Set problem A =>
Please pick out every line of the listing below that contains the string "carpet". Uppercase and lowercase count as different.

Document segment =>
=====

How many variations?

Hebrews has about 5000 words. How many variations do you think there were among the 30 manuscripts compared? The answer is, about 2100. This led me to think, if a word can vary, it does vary if copied often enough. However, most of this variation is insignificant as far as meaning is concerned. Only about 300 of the 2100 are substantive variation (i.e. differences of meaning). The rest are orthographic variation comprised of spelling, accenting, and punctuation differences.

Substantive variations

Most of the 300 substantive variations don’t matter much (e.g. putting our Fathers instead of the Fathers). Some do make a difference that might be considered significant, such as apart from God versus by the grace of God at Heb 2.9. How does one decide which is the initial reading in such cases? There are about twelve guiding principles (e.g. which reading is most likely to have given rise to the others?) but none is guaranteed to work. Perhaps it is best to be aware of the variation and consider each possibility when pondering the text.

How accurate are today’s editions?

One thing I found out by transcribing all those manuscripts is that today’s editions (e.g. Nestle-Aland Novum Testamentum Graece, UBS Greek New Testament) are almost perfectly accurate. I did find one place where the editions were wrong – P46 has priest instead of high priest at Heb 7.28. It turned out that the people who make the editions (the INTF in Germany) had already discovered this. Current editions have this detail correct.

=====

Material for this exercise =>
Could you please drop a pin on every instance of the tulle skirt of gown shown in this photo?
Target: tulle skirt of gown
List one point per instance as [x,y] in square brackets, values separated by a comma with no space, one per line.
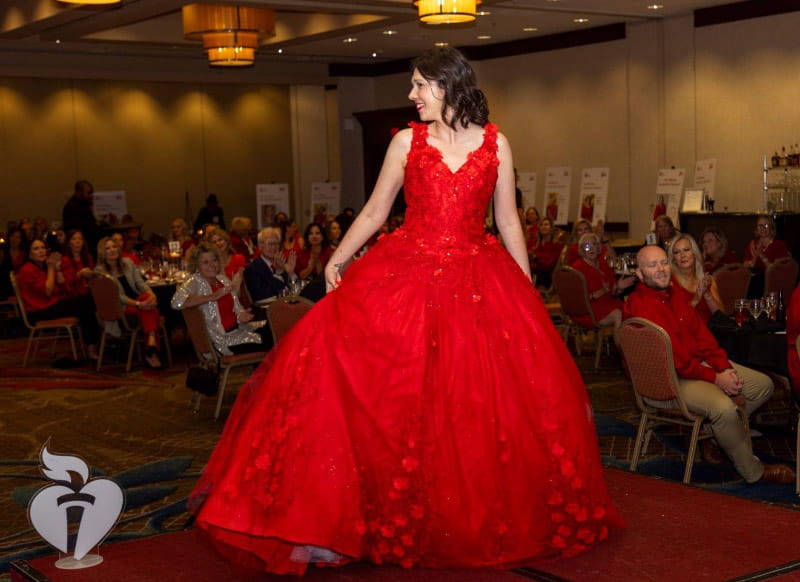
[426,413]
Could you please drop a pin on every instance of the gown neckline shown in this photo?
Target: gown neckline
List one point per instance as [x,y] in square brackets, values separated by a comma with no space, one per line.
[470,155]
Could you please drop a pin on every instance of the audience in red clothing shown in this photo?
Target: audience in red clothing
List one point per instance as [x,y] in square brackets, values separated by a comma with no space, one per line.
[701,288]
[792,332]
[44,294]
[292,241]
[315,254]
[77,265]
[601,283]
[179,232]
[232,263]
[241,241]
[544,251]
[134,294]
[765,248]
[715,250]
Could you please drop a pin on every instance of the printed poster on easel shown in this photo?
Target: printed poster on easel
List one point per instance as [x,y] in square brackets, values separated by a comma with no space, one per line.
[556,194]
[270,200]
[669,188]
[325,200]
[594,195]
[527,183]
[705,174]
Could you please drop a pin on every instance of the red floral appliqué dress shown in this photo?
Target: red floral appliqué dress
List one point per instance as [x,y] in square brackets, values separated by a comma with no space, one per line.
[426,413]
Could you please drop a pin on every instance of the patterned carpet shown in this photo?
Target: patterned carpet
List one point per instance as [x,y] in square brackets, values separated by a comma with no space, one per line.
[140,429]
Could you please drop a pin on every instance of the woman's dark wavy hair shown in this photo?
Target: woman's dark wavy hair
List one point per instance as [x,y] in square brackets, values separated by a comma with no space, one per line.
[450,69]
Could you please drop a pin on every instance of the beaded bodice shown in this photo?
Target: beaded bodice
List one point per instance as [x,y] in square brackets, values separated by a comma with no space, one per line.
[448,207]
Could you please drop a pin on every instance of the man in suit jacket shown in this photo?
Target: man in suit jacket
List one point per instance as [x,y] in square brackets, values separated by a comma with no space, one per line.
[268,274]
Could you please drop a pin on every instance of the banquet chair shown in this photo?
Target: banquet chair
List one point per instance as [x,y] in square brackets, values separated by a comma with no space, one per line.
[647,350]
[110,311]
[781,275]
[284,312]
[732,281]
[570,285]
[209,357]
[48,329]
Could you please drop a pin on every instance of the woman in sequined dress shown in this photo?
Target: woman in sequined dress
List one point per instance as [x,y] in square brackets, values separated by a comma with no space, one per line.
[426,412]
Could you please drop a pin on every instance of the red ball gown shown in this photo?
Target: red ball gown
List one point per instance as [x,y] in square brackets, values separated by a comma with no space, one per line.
[426,413]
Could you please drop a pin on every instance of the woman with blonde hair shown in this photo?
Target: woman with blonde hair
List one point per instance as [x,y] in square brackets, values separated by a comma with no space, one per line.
[687,268]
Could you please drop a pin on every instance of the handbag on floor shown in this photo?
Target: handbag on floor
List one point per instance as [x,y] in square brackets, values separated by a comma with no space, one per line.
[203,380]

=====

Set problem B =>
Print the stretch from "Most of the" through "pondering the text." in the text on Hebrews manuscript variations above, word for word.

Exercise result A =>
Could you please drop a pin on every instance of the patterned carpet shown in this photo?
Target: patterned carpet

Exercise result B =>
Most of the 300 substantive variations don’t matter much (e.g. putting our Fathers instead of the Fathers). Some do make a difference that might be considered significant, such as apart from God versus by the grace of God at Heb 2.9. How does one decide which is the initial reading in such cases? There are about twelve guiding principles (e.g. which reading is most likely to have given rise to the others?) but none is guaranteed to work. Perhaps it is best to be aware of the variation and consider each possibility when pondering the text.